### Objective:
Report every line of the data below that contains the string "woman", copying each such line in full.

### Working data:
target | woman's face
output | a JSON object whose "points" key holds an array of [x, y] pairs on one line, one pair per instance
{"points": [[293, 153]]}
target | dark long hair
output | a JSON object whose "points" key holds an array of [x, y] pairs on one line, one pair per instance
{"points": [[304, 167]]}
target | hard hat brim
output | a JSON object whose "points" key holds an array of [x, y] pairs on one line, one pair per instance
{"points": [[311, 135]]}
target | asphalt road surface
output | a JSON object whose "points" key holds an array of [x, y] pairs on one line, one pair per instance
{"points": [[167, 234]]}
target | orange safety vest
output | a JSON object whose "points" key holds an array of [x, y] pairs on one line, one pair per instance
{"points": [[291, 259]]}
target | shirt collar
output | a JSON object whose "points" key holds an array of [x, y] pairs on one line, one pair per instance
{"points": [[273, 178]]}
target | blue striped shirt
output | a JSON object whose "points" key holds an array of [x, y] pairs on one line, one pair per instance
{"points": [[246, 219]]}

...

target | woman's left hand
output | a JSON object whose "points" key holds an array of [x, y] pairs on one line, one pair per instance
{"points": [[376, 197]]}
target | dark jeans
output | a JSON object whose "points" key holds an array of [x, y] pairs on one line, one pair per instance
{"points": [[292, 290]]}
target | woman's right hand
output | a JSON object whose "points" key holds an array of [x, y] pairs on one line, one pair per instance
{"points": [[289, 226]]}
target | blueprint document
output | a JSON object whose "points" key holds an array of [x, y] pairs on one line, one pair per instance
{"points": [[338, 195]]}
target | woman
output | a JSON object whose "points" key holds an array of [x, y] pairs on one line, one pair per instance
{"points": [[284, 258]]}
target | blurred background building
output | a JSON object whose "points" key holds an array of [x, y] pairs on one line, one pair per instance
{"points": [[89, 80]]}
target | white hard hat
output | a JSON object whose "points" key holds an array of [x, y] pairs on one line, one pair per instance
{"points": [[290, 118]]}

### Solved problem:
target | woman's face
target | woman's left hand
target | woman's right hand
target | woman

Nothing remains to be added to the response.